== PARTS OF THE EXERCISE ==
a. In the blog post, what did the child say when asked what kind of cake he wanted?
b. Write out the part of the blog post from "Golden Apples" up to and including "anyway, it's something.", word for word.

This song has nothin' to do with nothin', but it kicks ass and will forever more.


Thursday, May 10, 2012

Golden Apples

YAY OBAMA. Took you long enough, sir. I understand that this is a "brave step," in terms of the presidency. His stance on gay marriage may ultimately cost him the election, but I respect him ever so much more for coming out with this than sitting on it in service of playing it safe. The fact that love and sexuality could ever be political in the first place makes my brain hurt, but anyway, it's something.

Saturday we'll be celebrating HR's second birthday, um, just a little late. It's going to be low-key as it was last year, and probably all the rest of the years as long as we're hosting. Because that's how we do, low-key. Lots of food, family and friends, cake, boom, we're done. At this point in the boy's life we could have gotten away with doing no party at all, but I actually want to have one. When asked what kind of cake he wanted, the child who is clearly Mike's son replied, "hot dogs." So there will be mini hot dog appetizers, and pizza (homemade by mom and gram, the best at pizza), and various other yumminess, including sangria for the grown ups. There will also be a cake made of cake, half yellow half chocolate, with Winnie the Pooh decorations, because they didn't have Thomas at the bakery. We're going to stick some godforsaken Thomas trains on the cake anyway for good measure. It's supposed to be gorgeous, weather-wise, and I look forward to the party spilling over the to the out-of-doors. Pity I don't have a grill at this time, a barbecue would have been perfect. Next year, perhaps. This year, I expect it to be perfect in its own imperfect way.

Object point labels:
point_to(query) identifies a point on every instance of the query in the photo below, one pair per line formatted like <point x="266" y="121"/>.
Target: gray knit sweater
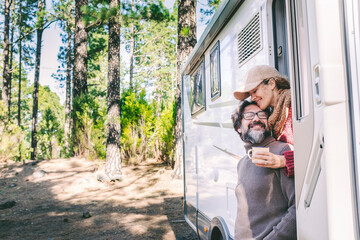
<point x="265" y="198"/>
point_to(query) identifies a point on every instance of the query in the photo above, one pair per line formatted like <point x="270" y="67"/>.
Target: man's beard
<point x="255" y="136"/>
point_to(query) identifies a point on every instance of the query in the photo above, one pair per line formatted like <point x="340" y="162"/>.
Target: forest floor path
<point x="62" y="199"/>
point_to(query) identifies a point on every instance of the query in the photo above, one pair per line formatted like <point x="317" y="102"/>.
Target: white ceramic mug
<point x="256" y="149"/>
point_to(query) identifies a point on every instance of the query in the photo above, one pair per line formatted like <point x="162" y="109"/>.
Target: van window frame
<point x="199" y="71"/>
<point x="215" y="51"/>
<point x="298" y="43"/>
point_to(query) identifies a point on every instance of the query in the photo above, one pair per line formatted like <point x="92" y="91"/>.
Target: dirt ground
<point x="62" y="199"/>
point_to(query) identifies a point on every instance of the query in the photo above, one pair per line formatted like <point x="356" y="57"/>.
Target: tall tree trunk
<point x="113" y="160"/>
<point x="79" y="69"/>
<point x="186" y="19"/>
<point x="39" y="32"/>
<point x="11" y="63"/>
<point x="68" y="95"/>
<point x="6" y="77"/>
<point x="20" y="64"/>
<point x="132" y="45"/>
<point x="80" y="52"/>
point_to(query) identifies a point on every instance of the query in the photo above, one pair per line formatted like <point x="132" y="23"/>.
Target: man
<point x="265" y="196"/>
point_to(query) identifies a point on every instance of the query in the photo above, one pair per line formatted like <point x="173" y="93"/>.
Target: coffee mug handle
<point x="250" y="153"/>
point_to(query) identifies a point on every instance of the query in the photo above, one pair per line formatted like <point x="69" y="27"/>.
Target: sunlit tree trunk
<point x="113" y="160"/>
<point x="20" y="65"/>
<point x="39" y="32"/>
<point x="132" y="45"/>
<point x="11" y="63"/>
<point x="79" y="68"/>
<point x="186" y="43"/>
<point x="5" y="95"/>
<point x="68" y="96"/>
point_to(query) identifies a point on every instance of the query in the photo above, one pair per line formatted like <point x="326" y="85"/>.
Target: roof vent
<point x="249" y="39"/>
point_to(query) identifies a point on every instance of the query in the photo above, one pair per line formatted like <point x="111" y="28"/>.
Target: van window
<point x="215" y="82"/>
<point x="198" y="89"/>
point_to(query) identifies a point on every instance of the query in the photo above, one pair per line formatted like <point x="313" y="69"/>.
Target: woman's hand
<point x="268" y="159"/>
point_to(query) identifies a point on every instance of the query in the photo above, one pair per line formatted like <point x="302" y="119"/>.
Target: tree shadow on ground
<point x="132" y="209"/>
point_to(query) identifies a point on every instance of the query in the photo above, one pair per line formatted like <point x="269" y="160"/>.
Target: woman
<point x="266" y="87"/>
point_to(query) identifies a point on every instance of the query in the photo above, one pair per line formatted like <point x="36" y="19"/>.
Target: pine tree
<point x="186" y="43"/>
<point x="39" y="32"/>
<point x="79" y="67"/>
<point x="6" y="77"/>
<point x="113" y="160"/>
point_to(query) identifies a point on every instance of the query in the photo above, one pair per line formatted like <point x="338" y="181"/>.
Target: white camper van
<point x="316" y="44"/>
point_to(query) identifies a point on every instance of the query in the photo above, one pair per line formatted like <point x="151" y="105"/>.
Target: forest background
<point x="119" y="107"/>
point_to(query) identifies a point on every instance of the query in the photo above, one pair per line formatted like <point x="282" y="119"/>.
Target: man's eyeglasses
<point x="251" y="115"/>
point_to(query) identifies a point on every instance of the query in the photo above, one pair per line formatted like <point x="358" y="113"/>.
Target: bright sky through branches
<point x="52" y="42"/>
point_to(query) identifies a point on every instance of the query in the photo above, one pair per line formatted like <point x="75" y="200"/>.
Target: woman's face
<point x="263" y="95"/>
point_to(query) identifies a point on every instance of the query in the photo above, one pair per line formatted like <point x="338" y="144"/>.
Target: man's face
<point x="254" y="130"/>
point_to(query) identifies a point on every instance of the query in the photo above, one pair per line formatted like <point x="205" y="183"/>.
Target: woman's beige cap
<point x="253" y="78"/>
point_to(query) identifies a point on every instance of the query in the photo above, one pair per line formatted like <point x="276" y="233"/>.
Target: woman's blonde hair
<point x="281" y="82"/>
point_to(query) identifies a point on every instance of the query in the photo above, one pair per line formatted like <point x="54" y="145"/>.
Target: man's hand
<point x="268" y="159"/>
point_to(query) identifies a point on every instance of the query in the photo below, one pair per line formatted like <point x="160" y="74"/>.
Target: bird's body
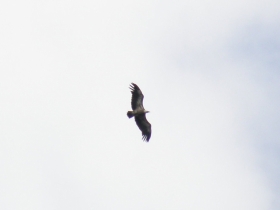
<point x="139" y="113"/>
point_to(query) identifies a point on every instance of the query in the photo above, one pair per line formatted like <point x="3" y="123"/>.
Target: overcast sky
<point x="210" y="74"/>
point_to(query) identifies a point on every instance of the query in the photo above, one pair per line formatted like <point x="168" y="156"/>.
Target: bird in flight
<point x="139" y="113"/>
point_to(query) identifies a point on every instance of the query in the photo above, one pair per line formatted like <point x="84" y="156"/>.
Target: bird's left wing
<point x="144" y="126"/>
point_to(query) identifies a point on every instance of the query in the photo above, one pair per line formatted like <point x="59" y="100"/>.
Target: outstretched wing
<point x="144" y="126"/>
<point x="137" y="97"/>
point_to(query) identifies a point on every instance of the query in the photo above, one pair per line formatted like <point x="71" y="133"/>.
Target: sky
<point x="209" y="71"/>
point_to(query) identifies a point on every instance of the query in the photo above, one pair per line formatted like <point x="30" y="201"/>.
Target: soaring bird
<point x="139" y="113"/>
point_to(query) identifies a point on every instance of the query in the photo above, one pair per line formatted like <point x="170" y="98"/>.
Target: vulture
<point x="139" y="113"/>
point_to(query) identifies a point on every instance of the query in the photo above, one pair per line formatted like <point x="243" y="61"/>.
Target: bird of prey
<point x="139" y="113"/>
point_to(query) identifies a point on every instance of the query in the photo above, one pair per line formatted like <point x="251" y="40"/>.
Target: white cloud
<point x="65" y="140"/>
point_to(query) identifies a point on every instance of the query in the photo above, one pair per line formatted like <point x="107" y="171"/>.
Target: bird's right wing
<point x="137" y="97"/>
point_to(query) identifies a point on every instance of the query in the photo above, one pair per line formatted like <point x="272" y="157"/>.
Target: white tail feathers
<point x="130" y="114"/>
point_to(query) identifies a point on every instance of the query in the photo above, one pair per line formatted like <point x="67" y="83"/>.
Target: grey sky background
<point x="209" y="71"/>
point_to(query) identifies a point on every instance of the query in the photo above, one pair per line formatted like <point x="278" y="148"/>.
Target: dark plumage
<point x="139" y="113"/>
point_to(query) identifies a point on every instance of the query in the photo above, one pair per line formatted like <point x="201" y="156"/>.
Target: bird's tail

== TASK-BY-TASK RESULTS ==
a. Hot dogs.

b.
Golden Apples

YAY OBAMA. Took you long enough, sir. I understand that this is a "brave step," in terms of the presidency. His stance on gay marriage may ultimately cost him the election, but I respect him ever so much more for coming out with this than sitting on it in service of playing it safe. The fact that love and sexuality could ever be political in the first place makes my brain hurt, but anyway, it's something.